[Supplied passage]
┌──
# New Transformers series? Oh dear God, NO!!!



## Zero_Point (Jul 9, 2007)

http://tv.ign.com/articles/799/799046p1.html

If there is a just and loving God, he won't allow this kind of thing to happen! As someone raised on the good-ol' G1 Transformers, I find the prospect of this particular new series to be blasphemy of the worst degree! "More human-like"? "Superheros"? "Battling humans more than Decepticons"?! This isn't Transformers! This is retarded!


----------



## sgolem (Jul 10, 2007)

*RE: New Transformers? Oh dear God, NO!!!*

I literally laughed out loud when I saw the artwork.  Obviously haven't seen it yet, so maybe it won't be so bad.  However, so far it look terrible.

I hate this generation of cartoons...


----------



## kamunt (Jul 10, 2007)

*RE: New Transformers? Oh dear God, NO!!!*

One of my best friends will go on a sporadic kill-riot-rampage if he finds this out. Hell, I may just have to assist him, quite honestly, and I'm not even a Transformers fanatic.


----------



## Myoti (Jul 10, 2007)

*RE: New Transformers? Oh dear God, NO!!!*

Okay, the new Thundercats I could see. This, I'm not so sure. o_o


----------



## Rhainor (Jul 10, 2007)

*RE: New Transformers? Oh dear God, NO!!!*

GAAAAAAAAAAAHHH!  KILL IT!  BURN IT!  _DESTROY IT!_

{goes on a stereotypical draconic rampage}


----------



## Zero_Point (Jul 10, 2007)

*RE: New Transformers? Oh dear God, NO!!!*

You know the drill! KILL IT WITH FIRE!!!


----------



## Wolf-Bone (Jul 10, 2007)

*RE: New Transformers? Oh dear God, NO!!!*

Yeah, I was never a huge transformers fan growing up, but I used to watch the cartoon and I'm pretty sure I remember the conflict being between other robots, and humans being nowhere in the picture. What exactly was wrong with that concept? It seems like Hollywood thinks we don't give two shits about anything if you can't somehow draw a parallel between it and the war on terror, when in reality a lot of us would give anything for more movies that allow our minds to ESCAPE from it for a while.

If they'd made the exact same movie but called it *Robots on a Planet!* people would probably laud it as a very successful send up of Independence Day and I Robot.


----------



## Zero_Point (Jul 10, 2007)

*RE: New Transformers? Oh dear God, NO!!!*

I just mainly hate watching on of my favorite series of all time go rapidly down the shitter like this. The new movie I liked though, I think Michael Bay did a great job on it. I guess it's like all the old cars auto manufacturers are bringing back: Some come back with an acceptable new flavor, and others, well... Yeah.


----------



## tesfox (Jul 11, 2007)

*RE: New Transformers? Oh dear God, NO!!!*

DO NOT WANT!!

Seriously... This looks like it will be horrid...
└──
[Entries]
┌──
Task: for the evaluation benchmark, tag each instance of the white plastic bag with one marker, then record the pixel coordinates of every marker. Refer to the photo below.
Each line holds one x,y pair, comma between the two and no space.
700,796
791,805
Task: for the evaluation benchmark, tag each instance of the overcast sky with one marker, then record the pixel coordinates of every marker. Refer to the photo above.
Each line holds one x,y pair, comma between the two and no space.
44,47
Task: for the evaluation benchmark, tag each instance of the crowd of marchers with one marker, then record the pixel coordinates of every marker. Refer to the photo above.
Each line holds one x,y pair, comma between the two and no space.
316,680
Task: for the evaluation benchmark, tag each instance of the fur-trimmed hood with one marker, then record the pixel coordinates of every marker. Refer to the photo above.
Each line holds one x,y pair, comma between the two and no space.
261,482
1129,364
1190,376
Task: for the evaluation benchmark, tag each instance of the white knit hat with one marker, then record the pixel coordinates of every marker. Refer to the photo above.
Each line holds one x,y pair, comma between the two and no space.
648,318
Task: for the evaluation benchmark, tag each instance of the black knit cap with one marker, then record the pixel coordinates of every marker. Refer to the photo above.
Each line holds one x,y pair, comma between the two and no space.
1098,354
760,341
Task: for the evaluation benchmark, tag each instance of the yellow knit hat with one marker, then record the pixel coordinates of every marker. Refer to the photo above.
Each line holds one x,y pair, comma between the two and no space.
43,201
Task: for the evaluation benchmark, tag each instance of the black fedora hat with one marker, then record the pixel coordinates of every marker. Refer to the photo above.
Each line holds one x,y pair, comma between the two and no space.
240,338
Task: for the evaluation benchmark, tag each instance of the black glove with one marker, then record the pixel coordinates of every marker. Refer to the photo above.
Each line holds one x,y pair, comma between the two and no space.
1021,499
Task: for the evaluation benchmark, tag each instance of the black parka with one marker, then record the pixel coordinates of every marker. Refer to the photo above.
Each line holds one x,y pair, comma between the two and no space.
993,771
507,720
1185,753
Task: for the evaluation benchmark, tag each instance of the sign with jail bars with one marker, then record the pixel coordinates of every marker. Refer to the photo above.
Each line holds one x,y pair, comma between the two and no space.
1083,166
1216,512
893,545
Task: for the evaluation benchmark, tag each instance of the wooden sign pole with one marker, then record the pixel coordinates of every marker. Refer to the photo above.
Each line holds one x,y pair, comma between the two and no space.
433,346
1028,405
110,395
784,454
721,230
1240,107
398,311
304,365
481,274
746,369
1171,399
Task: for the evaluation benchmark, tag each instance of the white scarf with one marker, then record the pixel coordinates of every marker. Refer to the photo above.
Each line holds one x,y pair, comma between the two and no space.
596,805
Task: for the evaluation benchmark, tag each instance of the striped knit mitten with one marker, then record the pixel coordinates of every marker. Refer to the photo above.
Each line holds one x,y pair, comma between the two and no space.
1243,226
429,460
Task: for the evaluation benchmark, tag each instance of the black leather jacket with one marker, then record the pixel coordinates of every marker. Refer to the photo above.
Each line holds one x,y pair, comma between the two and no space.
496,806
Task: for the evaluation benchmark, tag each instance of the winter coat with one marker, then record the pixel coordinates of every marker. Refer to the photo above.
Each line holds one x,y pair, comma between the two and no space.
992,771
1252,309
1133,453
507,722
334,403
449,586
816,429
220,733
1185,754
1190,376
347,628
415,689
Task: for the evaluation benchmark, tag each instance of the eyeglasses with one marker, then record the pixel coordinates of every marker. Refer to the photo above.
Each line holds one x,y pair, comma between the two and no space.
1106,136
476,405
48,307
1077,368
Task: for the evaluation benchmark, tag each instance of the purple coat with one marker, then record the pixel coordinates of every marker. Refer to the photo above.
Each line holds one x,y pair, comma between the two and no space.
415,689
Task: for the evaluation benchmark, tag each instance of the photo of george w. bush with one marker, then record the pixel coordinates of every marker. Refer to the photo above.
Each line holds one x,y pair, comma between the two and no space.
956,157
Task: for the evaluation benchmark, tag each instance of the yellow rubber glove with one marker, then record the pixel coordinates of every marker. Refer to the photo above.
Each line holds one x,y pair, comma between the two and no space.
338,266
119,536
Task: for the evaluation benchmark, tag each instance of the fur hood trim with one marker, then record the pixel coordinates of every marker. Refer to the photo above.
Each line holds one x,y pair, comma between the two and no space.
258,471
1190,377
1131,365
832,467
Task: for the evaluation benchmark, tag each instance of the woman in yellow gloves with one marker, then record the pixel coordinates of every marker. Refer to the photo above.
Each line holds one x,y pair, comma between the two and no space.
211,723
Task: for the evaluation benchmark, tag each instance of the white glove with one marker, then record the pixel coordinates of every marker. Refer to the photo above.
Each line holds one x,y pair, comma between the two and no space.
└──
[Directives]
• A. In the forum thread, why does Zero_Point's first post call the planned Transformers series blasphemy? Answer in one to three sentences.
• B. Echo the records from the line containing "of the woman" through the end of the records, including both ends.
The records are unrelated to the forum thread.

[Answers given]
• A. Zero_Point grew up on the original G1 Transformers. The new series is described as "more human-like," with "superheros," and "battling humans more than Decepticons." The post says this means the show isn't Transformers.

• B.
Task: for the evaluation benchmark, tag each instance of the woman in yellow gloves with one marker, then record the pixel coordinates of every marker. Refer to the photo above.
Each line holds one x,y pair, comma between the two and no space.
211,723
Task: for the evaluation benchmark, tag each instance of the white glove with one marker, then record the pixel coordinates of every marker. Refer to the photo above.
Each line holds one x,y pair, comma between the two and no space.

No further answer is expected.